● SHORT EXERCISE
Identify every line in the items below that contains the word "building" and copy each of those lines.
──────
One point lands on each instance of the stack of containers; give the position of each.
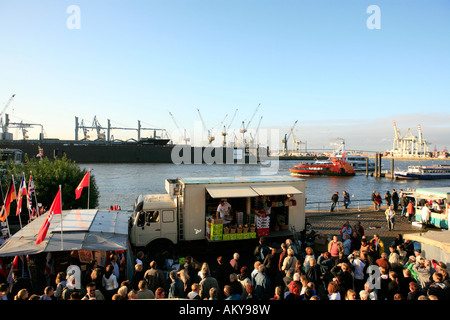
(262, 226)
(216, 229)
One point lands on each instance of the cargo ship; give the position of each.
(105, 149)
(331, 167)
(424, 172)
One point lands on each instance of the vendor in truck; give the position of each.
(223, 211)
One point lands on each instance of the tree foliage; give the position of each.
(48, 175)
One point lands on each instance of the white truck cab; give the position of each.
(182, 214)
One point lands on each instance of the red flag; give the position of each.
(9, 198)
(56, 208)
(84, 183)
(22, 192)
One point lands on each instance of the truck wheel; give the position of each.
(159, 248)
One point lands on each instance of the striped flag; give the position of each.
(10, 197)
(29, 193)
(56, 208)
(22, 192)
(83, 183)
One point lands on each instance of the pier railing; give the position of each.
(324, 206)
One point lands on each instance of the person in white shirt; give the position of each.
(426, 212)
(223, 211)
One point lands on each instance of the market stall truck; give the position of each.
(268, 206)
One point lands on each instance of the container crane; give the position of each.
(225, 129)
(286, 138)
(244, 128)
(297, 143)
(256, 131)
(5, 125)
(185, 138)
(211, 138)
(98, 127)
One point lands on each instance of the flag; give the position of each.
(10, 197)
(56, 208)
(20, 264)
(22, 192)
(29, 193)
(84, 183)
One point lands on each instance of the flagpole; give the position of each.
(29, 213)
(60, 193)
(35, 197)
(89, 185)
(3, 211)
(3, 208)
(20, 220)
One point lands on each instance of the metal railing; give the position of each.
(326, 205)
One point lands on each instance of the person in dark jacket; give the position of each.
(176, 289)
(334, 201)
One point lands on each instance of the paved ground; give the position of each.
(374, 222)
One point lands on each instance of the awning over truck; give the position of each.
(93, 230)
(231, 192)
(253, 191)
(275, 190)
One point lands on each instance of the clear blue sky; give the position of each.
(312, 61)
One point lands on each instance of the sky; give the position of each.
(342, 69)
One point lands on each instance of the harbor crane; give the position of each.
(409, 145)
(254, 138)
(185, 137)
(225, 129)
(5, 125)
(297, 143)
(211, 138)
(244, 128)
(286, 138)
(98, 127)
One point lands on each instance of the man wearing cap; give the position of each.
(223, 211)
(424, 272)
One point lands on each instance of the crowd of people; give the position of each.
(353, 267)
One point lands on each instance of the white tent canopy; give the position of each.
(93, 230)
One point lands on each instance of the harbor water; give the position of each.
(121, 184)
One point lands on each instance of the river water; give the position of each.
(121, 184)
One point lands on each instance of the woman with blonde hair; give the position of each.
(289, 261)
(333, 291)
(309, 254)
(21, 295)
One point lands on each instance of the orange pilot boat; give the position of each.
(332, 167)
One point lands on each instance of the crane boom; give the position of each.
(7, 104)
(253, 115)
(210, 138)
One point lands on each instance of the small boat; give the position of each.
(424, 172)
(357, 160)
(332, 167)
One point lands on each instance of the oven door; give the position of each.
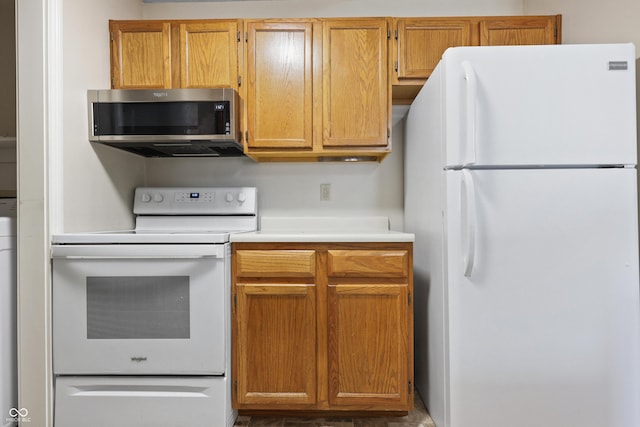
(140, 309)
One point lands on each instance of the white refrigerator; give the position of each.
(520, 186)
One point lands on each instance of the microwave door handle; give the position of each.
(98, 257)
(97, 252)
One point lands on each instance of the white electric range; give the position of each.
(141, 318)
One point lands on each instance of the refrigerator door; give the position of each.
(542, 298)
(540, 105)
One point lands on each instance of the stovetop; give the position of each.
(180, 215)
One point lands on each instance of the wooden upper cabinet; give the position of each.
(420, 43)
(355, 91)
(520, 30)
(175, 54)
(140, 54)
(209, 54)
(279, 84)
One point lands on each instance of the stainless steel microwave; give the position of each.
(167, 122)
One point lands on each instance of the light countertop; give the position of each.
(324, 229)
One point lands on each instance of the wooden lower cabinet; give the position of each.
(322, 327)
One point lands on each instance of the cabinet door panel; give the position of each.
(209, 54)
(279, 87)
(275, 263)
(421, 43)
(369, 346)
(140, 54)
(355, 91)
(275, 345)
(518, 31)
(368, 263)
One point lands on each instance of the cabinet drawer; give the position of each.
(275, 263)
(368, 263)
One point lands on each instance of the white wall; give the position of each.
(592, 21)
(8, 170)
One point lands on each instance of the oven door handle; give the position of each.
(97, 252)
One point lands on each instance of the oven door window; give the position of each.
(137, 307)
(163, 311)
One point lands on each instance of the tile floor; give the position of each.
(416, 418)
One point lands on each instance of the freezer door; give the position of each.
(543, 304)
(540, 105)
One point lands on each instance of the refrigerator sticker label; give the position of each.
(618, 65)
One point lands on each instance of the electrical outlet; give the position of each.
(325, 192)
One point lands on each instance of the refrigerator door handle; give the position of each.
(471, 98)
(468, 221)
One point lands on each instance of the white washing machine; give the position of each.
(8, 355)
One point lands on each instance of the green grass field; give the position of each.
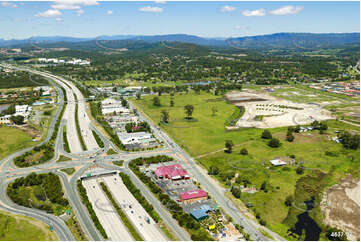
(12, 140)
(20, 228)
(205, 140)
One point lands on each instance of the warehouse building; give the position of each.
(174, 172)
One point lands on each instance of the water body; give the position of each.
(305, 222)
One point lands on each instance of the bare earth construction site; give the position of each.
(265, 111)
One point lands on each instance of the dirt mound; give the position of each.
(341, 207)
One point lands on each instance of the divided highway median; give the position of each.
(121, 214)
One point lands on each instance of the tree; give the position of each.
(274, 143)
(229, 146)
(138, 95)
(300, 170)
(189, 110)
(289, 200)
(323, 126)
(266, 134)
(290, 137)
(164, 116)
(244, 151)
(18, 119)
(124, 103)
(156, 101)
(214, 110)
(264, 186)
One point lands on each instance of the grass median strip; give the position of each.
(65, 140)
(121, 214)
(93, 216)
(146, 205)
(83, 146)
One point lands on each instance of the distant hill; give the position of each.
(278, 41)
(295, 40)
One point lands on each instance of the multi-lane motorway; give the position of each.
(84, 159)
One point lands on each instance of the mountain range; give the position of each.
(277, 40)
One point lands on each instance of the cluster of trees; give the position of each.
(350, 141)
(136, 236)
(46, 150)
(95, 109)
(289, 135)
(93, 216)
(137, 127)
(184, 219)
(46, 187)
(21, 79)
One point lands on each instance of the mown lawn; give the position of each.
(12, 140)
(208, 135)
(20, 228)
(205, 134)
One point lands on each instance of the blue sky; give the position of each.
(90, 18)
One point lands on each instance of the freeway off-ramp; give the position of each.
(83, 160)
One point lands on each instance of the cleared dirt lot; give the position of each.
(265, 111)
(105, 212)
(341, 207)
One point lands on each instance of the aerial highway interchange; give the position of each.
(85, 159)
──────
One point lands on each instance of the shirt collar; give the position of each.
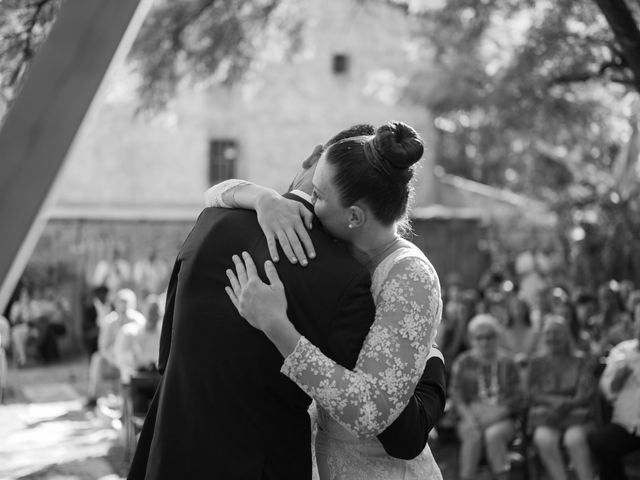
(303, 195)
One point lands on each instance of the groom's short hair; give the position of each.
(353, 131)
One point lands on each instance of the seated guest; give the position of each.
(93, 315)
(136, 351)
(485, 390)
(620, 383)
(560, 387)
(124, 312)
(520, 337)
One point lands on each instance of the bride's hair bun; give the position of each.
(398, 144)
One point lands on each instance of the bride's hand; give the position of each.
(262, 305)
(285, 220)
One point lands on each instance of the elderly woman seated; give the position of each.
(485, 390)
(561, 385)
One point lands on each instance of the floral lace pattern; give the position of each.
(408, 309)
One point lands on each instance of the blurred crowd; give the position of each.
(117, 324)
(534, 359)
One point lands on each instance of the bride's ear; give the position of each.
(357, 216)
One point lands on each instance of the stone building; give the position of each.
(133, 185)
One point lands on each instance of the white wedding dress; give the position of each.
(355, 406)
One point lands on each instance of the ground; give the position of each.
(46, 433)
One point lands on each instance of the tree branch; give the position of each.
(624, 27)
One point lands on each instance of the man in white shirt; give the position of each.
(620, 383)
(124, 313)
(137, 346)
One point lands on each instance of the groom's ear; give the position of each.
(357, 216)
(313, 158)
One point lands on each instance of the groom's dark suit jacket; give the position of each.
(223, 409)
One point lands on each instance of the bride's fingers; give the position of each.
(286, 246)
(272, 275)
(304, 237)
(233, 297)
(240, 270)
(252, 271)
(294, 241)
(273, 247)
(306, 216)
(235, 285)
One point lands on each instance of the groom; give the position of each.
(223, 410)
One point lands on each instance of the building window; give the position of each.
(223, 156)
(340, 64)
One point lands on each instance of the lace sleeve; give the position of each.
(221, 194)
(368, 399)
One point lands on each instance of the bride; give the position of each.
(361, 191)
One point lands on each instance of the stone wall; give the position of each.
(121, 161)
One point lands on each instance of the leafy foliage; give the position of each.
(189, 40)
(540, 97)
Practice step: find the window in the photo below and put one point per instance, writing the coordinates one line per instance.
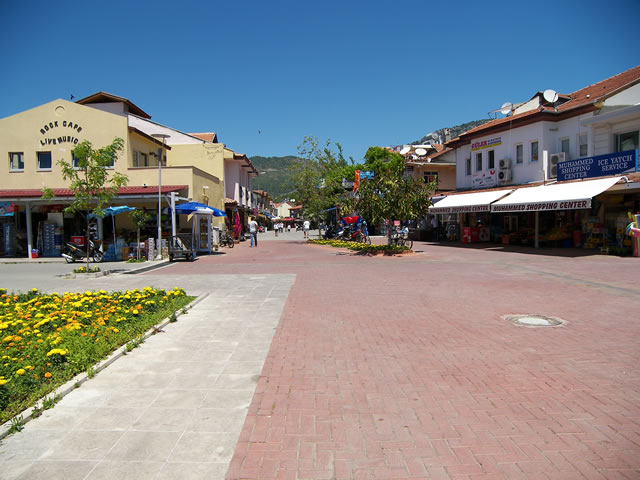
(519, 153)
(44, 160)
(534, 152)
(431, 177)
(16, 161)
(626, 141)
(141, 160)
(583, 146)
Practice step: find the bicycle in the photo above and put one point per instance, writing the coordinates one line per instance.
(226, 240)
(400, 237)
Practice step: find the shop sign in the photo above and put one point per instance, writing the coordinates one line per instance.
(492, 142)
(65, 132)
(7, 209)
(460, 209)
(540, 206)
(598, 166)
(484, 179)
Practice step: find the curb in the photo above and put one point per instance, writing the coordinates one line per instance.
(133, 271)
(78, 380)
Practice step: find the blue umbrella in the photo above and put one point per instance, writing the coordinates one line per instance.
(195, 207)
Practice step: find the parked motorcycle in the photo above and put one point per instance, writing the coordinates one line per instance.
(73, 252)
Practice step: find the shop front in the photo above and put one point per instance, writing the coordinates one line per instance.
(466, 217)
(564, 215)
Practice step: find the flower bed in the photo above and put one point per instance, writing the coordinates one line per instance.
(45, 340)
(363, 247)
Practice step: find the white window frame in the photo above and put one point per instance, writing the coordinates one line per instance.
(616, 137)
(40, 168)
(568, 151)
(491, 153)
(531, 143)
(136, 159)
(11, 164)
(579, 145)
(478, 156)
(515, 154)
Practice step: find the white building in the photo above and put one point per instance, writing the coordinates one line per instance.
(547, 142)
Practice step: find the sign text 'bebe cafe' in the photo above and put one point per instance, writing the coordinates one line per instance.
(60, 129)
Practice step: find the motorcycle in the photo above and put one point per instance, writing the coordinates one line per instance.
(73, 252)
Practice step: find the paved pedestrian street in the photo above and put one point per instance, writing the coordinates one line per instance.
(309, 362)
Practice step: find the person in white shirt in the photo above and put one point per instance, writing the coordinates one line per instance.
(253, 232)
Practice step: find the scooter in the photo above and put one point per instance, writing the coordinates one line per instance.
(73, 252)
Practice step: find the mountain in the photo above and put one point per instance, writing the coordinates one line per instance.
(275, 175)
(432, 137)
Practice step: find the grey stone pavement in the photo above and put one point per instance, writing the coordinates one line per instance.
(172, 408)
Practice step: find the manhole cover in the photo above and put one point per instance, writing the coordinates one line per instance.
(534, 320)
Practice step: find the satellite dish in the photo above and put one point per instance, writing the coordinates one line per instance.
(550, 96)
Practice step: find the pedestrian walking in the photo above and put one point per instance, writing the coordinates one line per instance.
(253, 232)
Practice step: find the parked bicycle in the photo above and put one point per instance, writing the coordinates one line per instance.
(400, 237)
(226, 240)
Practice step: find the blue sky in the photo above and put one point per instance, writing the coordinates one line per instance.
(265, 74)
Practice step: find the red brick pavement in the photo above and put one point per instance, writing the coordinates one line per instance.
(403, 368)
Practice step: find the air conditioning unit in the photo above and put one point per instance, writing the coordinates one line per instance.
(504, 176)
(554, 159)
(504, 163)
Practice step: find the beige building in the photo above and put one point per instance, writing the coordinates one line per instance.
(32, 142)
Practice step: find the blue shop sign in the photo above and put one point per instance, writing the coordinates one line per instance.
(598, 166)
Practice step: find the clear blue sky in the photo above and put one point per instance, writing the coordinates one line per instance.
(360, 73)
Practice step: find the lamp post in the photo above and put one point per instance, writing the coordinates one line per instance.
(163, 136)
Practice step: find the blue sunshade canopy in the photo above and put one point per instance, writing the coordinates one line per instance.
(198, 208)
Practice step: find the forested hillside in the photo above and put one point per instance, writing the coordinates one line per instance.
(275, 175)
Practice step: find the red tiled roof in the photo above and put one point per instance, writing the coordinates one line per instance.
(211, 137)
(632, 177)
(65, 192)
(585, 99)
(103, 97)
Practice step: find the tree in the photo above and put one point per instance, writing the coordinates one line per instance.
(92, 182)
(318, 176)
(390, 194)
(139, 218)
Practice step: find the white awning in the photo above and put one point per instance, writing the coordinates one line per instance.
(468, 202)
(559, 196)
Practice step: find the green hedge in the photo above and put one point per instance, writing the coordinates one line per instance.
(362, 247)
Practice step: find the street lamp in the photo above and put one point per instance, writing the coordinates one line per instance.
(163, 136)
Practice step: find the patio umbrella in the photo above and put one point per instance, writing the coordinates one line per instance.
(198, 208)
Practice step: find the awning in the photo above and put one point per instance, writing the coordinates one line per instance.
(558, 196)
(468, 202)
──────
● ANSWER FOR THE TASK
One point lands on each instance of the warehouse building; give the position of each.
One point lands on each instance of the stone building; give the position of each.
One point lands on each instance of the building window; give the position of each.
Practice step: find the white building in the photo above and put one point per instance, writing the coordinates one line per instance.
Practice step: find the beige building in the photo above and put one point per instance, writing the coordinates one line per instance.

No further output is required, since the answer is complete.